Free-text object descriptions
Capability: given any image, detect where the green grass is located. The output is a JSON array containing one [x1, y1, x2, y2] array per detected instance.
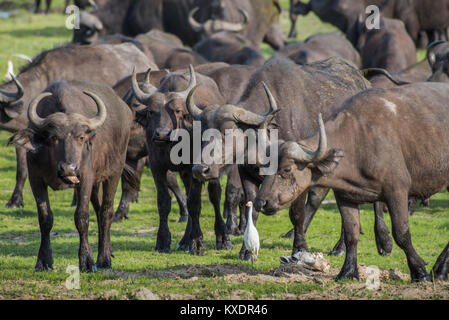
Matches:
[[0, 0, 449, 300]]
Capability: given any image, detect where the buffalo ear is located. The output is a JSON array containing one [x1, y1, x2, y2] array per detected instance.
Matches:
[[3, 103, 24, 119], [7, 129, 40, 152], [310, 148, 344, 175]]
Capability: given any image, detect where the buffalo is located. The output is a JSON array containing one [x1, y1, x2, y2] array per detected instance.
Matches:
[[277, 33, 361, 67], [131, 65, 239, 253], [0, 43, 152, 209], [184, 57, 388, 258], [111, 69, 190, 223], [355, 17, 417, 72], [9, 80, 132, 272], [255, 82, 449, 282]]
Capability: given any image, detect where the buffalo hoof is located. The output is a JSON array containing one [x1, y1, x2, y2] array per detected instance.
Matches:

ACTIVITY.
What you return must match the records letter for letter, except that the pictures stay out.

RESULT FOR THIS TASK.
Capability: given any image, detect where the green grass is located. The output is a JSON array containing one [x1, y1, x2, y2] array per detected instance.
Matches:
[[0, 0, 449, 300]]
Capability: given any image, detect where the buffalo ear is located. The output is a JSON array containing one [x1, y1, x2, y2] array per detected instance.
Matches:
[[3, 103, 24, 119], [7, 129, 40, 152], [310, 148, 344, 175]]
Capability: given any image, detect where the buffalo is located. The output is a JSON array containing one [x1, y1, x2, y2] array per detected instance.
Matches:
[[277, 33, 361, 67], [131, 65, 239, 253], [0, 43, 152, 209], [184, 57, 388, 258], [111, 69, 190, 223], [355, 17, 417, 72], [9, 80, 132, 272], [255, 82, 449, 282]]
Capability: given any image, detect where the buffalo hoof is located. The output is a JSON array containing one [x1, y1, x2, y2] array per detected instance.
Matches:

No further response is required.